Re: [boost] [OT] Open Source Forking and Boost (was Re: [SQL-Connectivity] Is Boost interested in CppDB?)

18 Dec 2010

      WARNING: This is a long post. The tl;dr version is: 1) follow the
Linux Kernel development model 2) Employ the web of trust system using
GPG keys 3) we need a Boost Foundation like the Linux Foundation 4) we
need to lower the barrier to entry for would-be contributors 5) use
Git/Mercurial for distributed development.

On Fri, Dec 17, 2010 at 11:23 PM, Jim Bell <Jim@jc-bell.com> wrote:
...
On 1:59 PM, John Maddock wrote:
...
...
Interesting. So if I wanted to get SVN access and start working on
things in a private branch [...]
It depends - if the library has an active maintainer, then yes, you
just ask the maintainer or file a ticket [...]
I accept that there may be an issue with there not being enough folks
for the above to work all that well though.  The basic problem is that
to maintain quality we've generally required all library maintainers
to already have one accepted Boost library, so I guess the question
we're struggling with is how to broaden the field without risking
screwing things up too badly :-0
The crux of Boost.Guild's debate. And so many topics touch on this.
So how would you measure, or design a test, to determine how badly
things would get screwed up under various scenarios?
I think we need to look outside the box for a solution to this. Let me
cite an example of a way to broaden the contributor pool without
bogging the release process or the development cycles of developers
down.

The most successful example of a large open source project that has
tons of contributors and has an active community is the Linux Kernel
project. There you have Linus, the BDFL of the project, choosing to
trust maintainers to make choices regarding the maintenance and
improvement of different subsystems. Anybody -- as in absolutely
*anybody* -- is encouraged to clone the repository, make their
changes, and submit these changes to the maintainer(s) actively
maintaining that part of the kernel. You will find that there are
different kernels released by different maintainers, but the "de
facto" kernel is the one that Linus releases.

Note that Linus doesn't check each and every line of code that comes
into the kernel. What happens is he trusts a number of maintainers to
do that for the subsystems that they're responsible for. This "inner
circle" is a smallish group, around 10ish, who then delegate their
overall responsibility across a wider number of subsystem maintainers.
For your code to get to the "main line" kernel, you'd typically have
to submit it to the maintainer of the module you're patching, who then
shepherds it in by signing it and merging it into this repository and
then asks the maintainer of the subsystem that his module is part of
to pull from him, and then later on these maintainers ask Linus to
pull from their repositories when it comes time to stabilize and go
through the release process.

This sounds like a slow process, but because of the decentralized
nature of the development of the kernel you have people who have
different timelines and pace working on different parts of the kernel
without any one thing bogging the work down. The release process does
a code/feature freeze but that means the higher up maintainers focus
on stabilizing the code and then doing a release -- you can keep
working on your repository and changing whatever you want and then
when you feel your work is worth pulling in, you ask someone else to
pull from you. This model allows for faster innovation, greater
involvement, and lower barrier to entry.

*Provided material*
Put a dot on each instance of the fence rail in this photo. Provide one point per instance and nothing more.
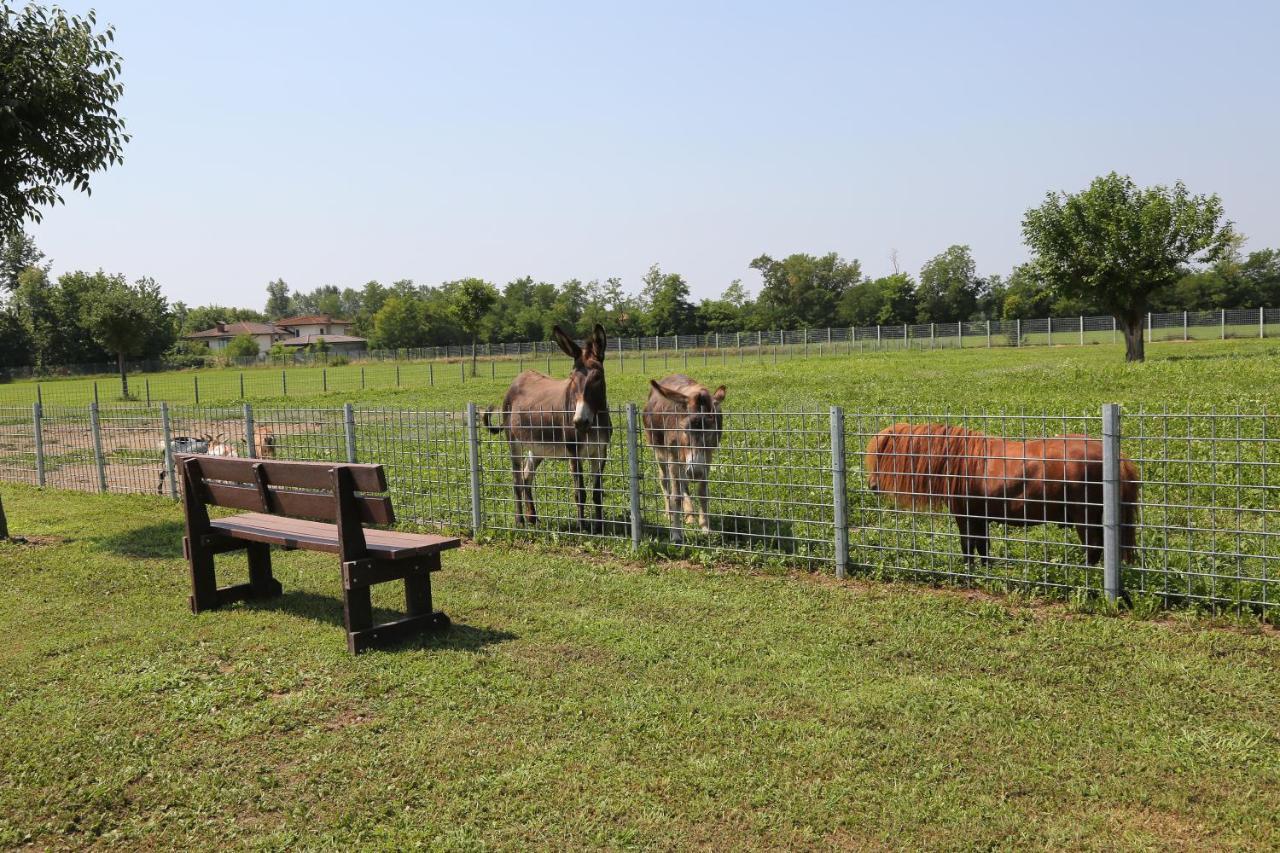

*What to do*
[1] Can you duplicate the part of the Boost forking post that begins at the words "Note that Linus" and stops after "the release process."?
[2] How would the Boost forking post go on? Write its next part, starting from the point where it stops.

*The replies*
[1]
Note that Linus doesn't check each and every line of code that comes
into the kernel. What happens is he trusts a number of maintainers to
do that for the subsystems that they're responsible for. This "inner
circle" is a smallish group, around 10ish, who then delegate their
overall responsibility across a wider number of subsystem maintainers.
For your code to get to the "main line" kernel, you'd typically have
to submit it to the maintainer of the module you're patching, who then
shepherds it in by signing it and merging it into this repository and
then asks the maintainer of the subsystem that his module is part of
to pull from him, and then later on these maintainers ask Linus to
pull from their repositories when it comes time to stabilize and go
through the release process.

[2]
Now, that doesn't remove the maintainer dilemma -- but the beauty of
that system is, even when a maintainer of a subsystem suddenly goes
MIA, the community can decide to just pull from a different person's
repository. Then, being a maintainer of a subsystem becomes no longer
a choice of the original maintainers, but mostly the contributors. Let
me try and explain a little bit more.

If I'm a developer A, and there's a maintainer B who's supposed to be
handling the module X, all I do is clone B's repository locally, make
my changes, and then ask maintainer B to pull my changes. I can send
him the changes via email, I can post the changes publicly (and sign
it with my GPG key), or I can expose my repository publicly so that
anybody (not just B) can get it. That should be simple enough to
understand.

What happens when B goes MIA or unresponsive? That's simple, I ask
someone else -- maybe Linus, or maybe some other higher-level
maintainer, or just someone the community already trusts -- to pull my
changes in. Losing maintainer B is not a hindrance anymore because the
community can start pulling from each other and stamping their trust
and confidence on the code. Later on the community just elects by way
of pull requests who it trusts to be a maintainer of a subsystem.

This sounds like some pie-in-the-sky dream, but this is the reality
already with the Linux kernel development. It is the single project I
know that spans the globe with thousands of contributors. This model
is already proven to scale.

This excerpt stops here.